» Task goal:
Report every line below that has the string "Object" in it.

Saved data entries
Start of Block

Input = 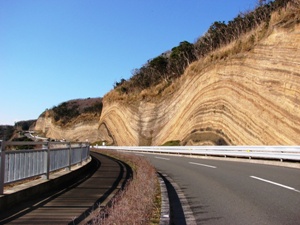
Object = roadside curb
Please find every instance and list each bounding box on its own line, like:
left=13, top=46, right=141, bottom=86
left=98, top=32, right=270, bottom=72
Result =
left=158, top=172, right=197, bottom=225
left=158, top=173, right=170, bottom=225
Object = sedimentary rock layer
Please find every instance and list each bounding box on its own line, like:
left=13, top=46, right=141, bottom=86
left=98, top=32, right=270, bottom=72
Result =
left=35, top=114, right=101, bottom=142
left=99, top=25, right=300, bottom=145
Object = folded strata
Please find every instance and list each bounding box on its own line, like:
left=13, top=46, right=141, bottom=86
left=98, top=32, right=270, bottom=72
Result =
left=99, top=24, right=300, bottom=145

End of Block
Start of Block

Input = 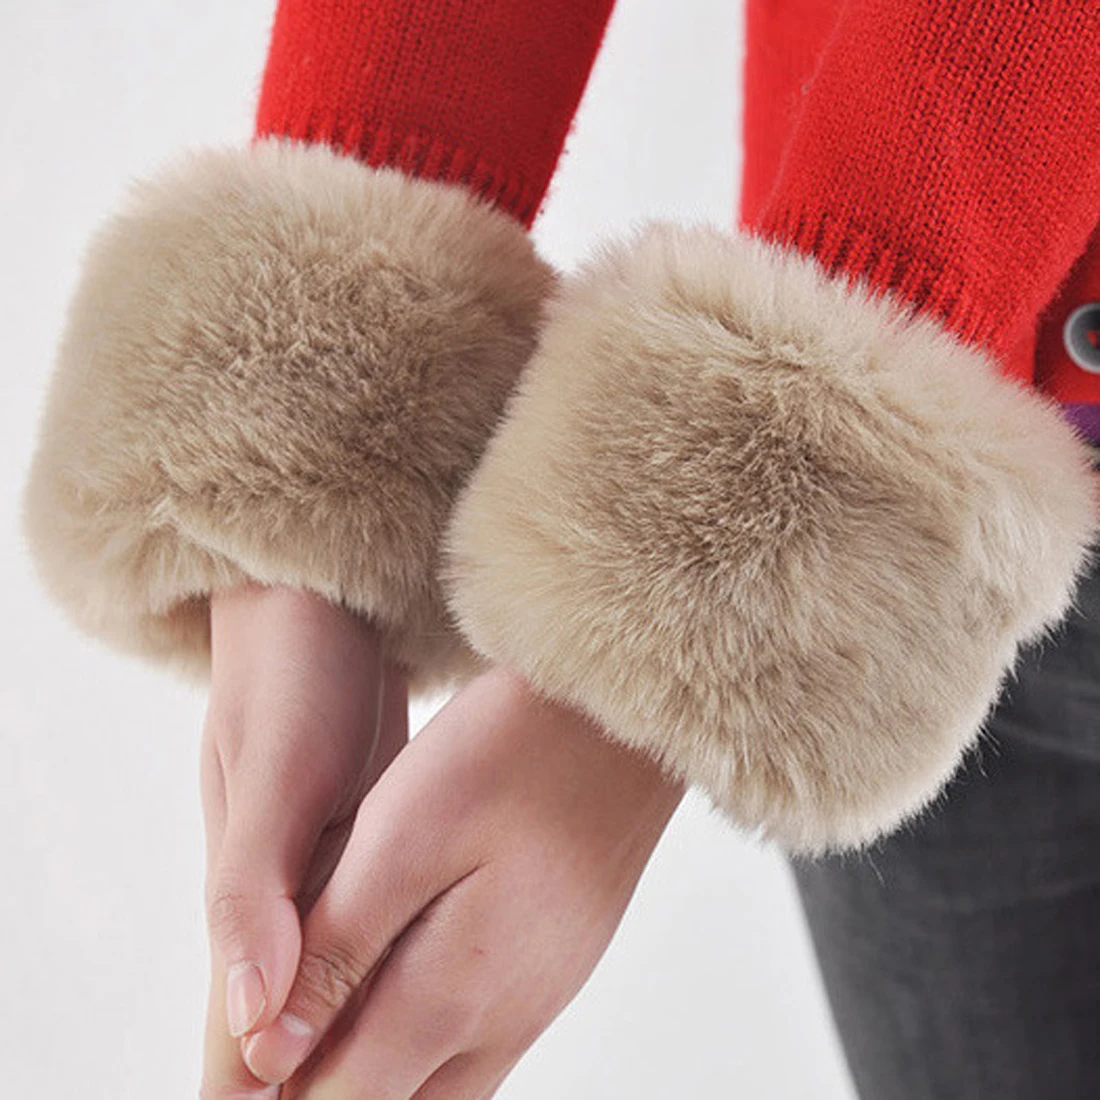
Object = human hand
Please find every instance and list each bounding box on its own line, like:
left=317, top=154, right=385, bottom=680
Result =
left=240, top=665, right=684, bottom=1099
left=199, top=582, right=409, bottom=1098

End of Block
Start of Block

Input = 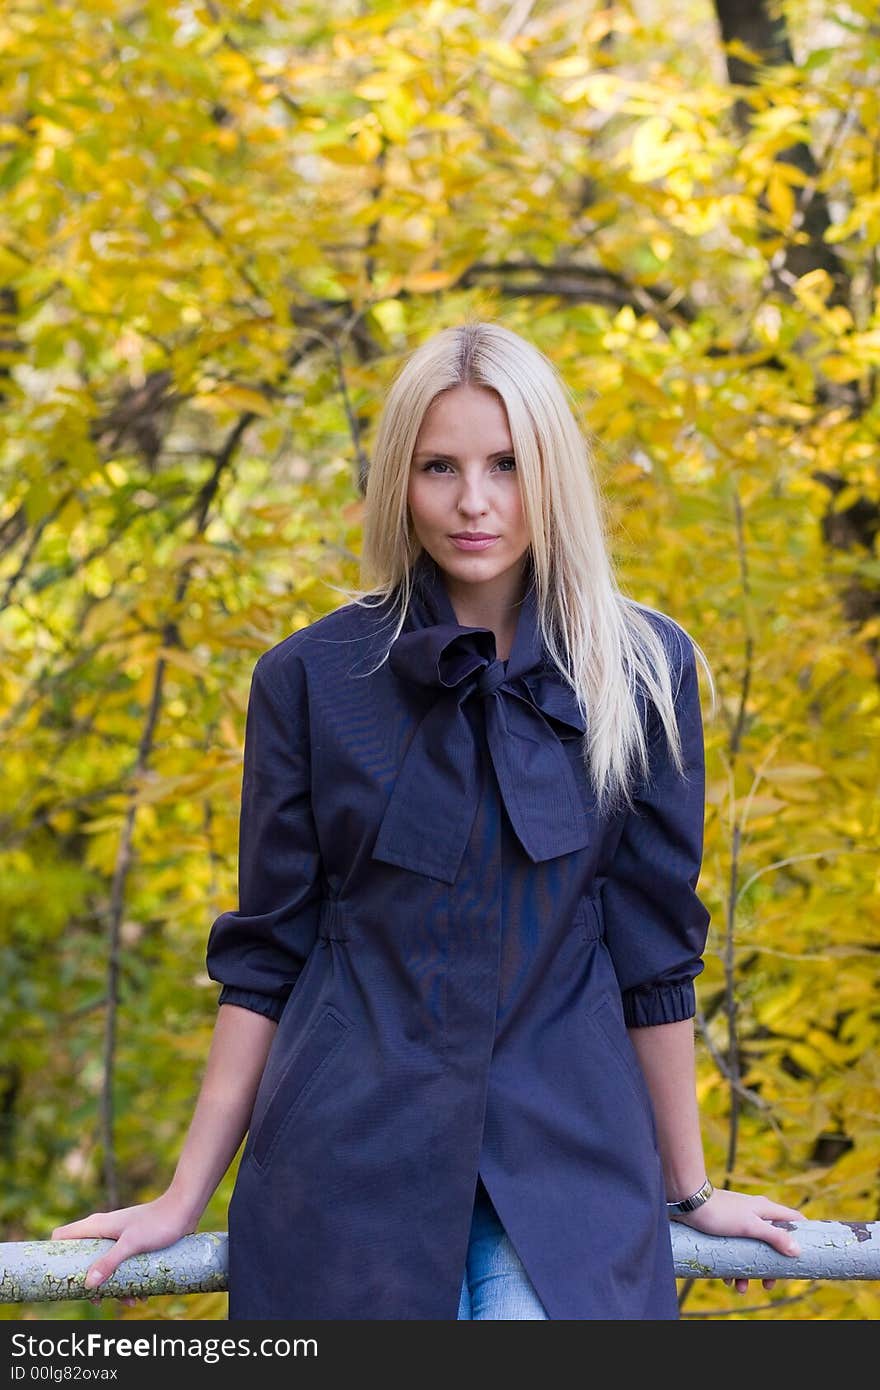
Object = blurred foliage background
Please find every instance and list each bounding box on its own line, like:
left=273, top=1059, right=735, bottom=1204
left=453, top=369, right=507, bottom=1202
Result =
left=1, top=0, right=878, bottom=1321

End of Block

» Exercise result:
Object = roadside curb
Object = sedimentary rock layer
Object = folded strata
Object = human hand
Object = blurred foliage background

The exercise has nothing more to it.